**EXERCISE OBJECTIVE:** Write the next part of the article below on CalPERS and CalSTRS co-investment strategies, picking up right after its final sentence.

**EXCERPT:**

....................

Exploring CalPERS and CalSTRS Co-Investment Strategies

As pensions seek to enhance returns, improve funding ratios, and capture a larger share of value creation happening in private markets, many are increasing their private equity allocations. However, this shift comes with challenges, particularly the higher costs associated with private asset management fees and carried interest payments. To mitigate these expenses while maintaining exposure to private equity, pensions are increasingly turning to co-investments

Here we examine how CalSTRS and CalPERS — the two largest US pension funds — have leveraged co-investment programs to achieve significant cost savings and boost the overall profitability of their private equity investments.

CalPERS: Towards a 50:50 Co-Investment Allocation

In a bid to make up for missing out on the exponential growth of private equity from 2008 to 2018 — referred to by former CIO Nicole Musicco as the “lost decade” — CalPERS has been revamping its private markets strategy over the past few years. Last March, the pension increased its private market allocation from 33% to 40%, boosting its private equity allocation from 13% to 17%. This shift is largely driven by the outperformance of private equity in CalPERS’ portfolio, which delivered a 10-year annualized return of 11.4% for the pension as of 2023

Alongside updated private equity allocation targets, CalPERS has also initiated several strategic shifts, including moving away from mega-funds and large buyout managers and increasing exposure to middle-market firms and venture capital. Notably, the pension fund has also chosen to increase its allocation to co-investment opportunities.

In 2022, CalPERS set a target of achieving a 40% co-investment ratio in the 2023 and 2024 vintage years — a goal it has achieved. For example, in 2023, roughly 47% of the capital CalPERS deployed into private equity was directed into low or no-fee capital structures. Moving forward, the pensions’ PE team aims to allocate roughly 50% of its annual private equity allocation budget toward co-investments

These changes are set to yield significant material implications. CalPERS projects that each $1 billion in co-investments saves about $400 million in management fees and carry over the life of the investment. Extrapolating that across its annual PE deployment budget of $15.5 billion and a targeted co-invest ratio of at least 40%, the pension estimates they could save roughly $25 billion across 10 years of commitments.

Additionally, co-investments are also aiding the pension in cash flow management. Anton Orlich, who leads CalPERS’ private equity portfolio, views the increased focus on co-investments as a strategy to mitigate the J-curve effect and create a self-sustaining PE portfolio, where co-investment distributions can be reinvested into future commitments.

However, the plan’s entire PE portfolio, valued at over $72 billion, still has a considerable distance to cover in achieving its co-investment targets. As of December 2023, only 9% of its private equity NAV was allocated in co-investments. Where is the pension focusing its efforts? Co-investments seem to be playing a role in its $100 billion climate solutions investment strategy (a common theme among pensions globally). Between March 2023 and March 2024, CalPERS greenlit over $600 million in climate solutions co-investments

CalSTRS: A Focus on Co-Investments’ Cost Savings

In 2020, former CalSTRS CIO Chris Ailman conducted a ten-year financial plan to examine the rising costs of asset management, particularly private equity partnerships that follow the traditional ‘2 and 20’ fee structure. The takeaways? The costs were unsustainable, and too much profit potential would be lost. With AUM projected to grow to $348 billion in fiscal years 2028 and 2029, annual investment portfolio costs were forecasted to rise to just under $1.8 billion.

....................

**DATA ENTRIES:**
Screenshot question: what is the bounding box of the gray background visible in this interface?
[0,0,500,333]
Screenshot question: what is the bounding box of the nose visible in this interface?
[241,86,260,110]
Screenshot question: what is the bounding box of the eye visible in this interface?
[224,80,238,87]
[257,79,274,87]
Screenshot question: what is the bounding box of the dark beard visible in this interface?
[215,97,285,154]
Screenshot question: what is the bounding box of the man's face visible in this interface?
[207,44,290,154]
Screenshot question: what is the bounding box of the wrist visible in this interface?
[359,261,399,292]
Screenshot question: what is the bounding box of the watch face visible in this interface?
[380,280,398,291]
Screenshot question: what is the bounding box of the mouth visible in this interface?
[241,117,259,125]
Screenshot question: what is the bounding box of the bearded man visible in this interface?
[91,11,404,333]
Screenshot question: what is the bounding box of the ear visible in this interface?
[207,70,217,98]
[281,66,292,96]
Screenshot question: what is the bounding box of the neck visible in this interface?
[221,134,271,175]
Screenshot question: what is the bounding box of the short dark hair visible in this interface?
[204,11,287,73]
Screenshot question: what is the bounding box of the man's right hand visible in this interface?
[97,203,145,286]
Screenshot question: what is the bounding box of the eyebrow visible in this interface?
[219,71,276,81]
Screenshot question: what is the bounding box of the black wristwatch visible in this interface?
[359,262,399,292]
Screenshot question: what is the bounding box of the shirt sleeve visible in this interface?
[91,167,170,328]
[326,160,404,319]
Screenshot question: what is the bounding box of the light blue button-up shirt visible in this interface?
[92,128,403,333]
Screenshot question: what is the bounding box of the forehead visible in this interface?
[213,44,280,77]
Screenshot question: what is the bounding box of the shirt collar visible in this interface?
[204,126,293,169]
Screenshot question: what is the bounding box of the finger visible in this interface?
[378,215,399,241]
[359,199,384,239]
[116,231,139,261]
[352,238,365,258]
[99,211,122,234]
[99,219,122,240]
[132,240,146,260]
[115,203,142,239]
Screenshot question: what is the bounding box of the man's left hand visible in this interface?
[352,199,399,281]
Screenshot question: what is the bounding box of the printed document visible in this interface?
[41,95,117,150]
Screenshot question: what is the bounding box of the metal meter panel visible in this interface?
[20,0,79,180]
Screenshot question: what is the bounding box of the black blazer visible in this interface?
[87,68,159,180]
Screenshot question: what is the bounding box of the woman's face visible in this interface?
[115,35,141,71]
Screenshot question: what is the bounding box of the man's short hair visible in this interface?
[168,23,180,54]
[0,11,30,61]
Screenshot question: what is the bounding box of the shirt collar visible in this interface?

....................

**RESPONSE TO THIS TASK:**
Acknowledging the value of private equity exposure, Ailman implemented a ‘collaborative model’ to help ‘bend down the cost curve.’ Inspired by the Canadian pension model, the program seeks to bring investment efforts in-house, collaborate with other institutions to cut costs, and encourage the use of co-investments, joint ventures, SMAs, direct ownership, and revenue sharing. Since its inception in 2017, the model has yielded $2 billion in cost savings.

Today, CalSTRS currently manages 63% of its portfolio in-house, including 45% of its public market holdings and 18% of its private market investments. While private markets make up a smaller share of internally managed assets, the pension’s steady increase in internal management — rising from 16% to 18% YoY — is driving significant cost savings. For example, private equity exhibits the most significant cost savings across asset classes. 

However, as noted by Scott Chan, CalSTRS’ new CIO, establishing a co-investment program has entailed a significant endeavor for the pension. In a recent Markets Watch interview, Chan discussed key elements that have guided CalSTRS’s approach to developing a co-investment program and offered advice for other institutions interested in pursuing such initiatives. Several highlights include:

  • Human Capital: Co-investments pose higher execution risks, requiring a larger workforce and more sophisticated staff. Collaboration with the board to showcase anticipated benefits, gain buy-in, secure appropriate resources, and devise staffing plans is crucial.
  • Diversification: Overloading a co-investment portfolio in one direction increases volatility. Optimal performance requires diversifying co-investments across business units, position sizes, and sectors.
  • GP Partnership: Partnering with top general partners and building strong relationships is crucial for accessing attractive deal flow. Understanding their strengths and weaknesses is equally important to optimize underwriting. Do they have a strong track record in a sector, and are they best positioned to execute a certain value creation strategy?
  • Speed: A large part of CalSTRS’s success in co-investment hinges on its team’s agility in seizing opportunities swiftly — Chan mentions they frequently react to opportunities within a day. This nimble approach keeps GPs satisfied and calling but requires expertise and resources on the private equity team.
  • Operational Excellence: Spending money to hire co-investment resources requires effective monitoring and reporting. Returning to the board to demonstrate the program’s ROI — not only in cost savings but also in returns — goes a long way.

“Every year, we produce our cost report, reporting all the costs across the entire investment division. Then we segmented each of the costs, how much were fees, how much was carry, how much was operational, how much was our own staff, how much were consultants. We slice and dice it in any way the board wants it.”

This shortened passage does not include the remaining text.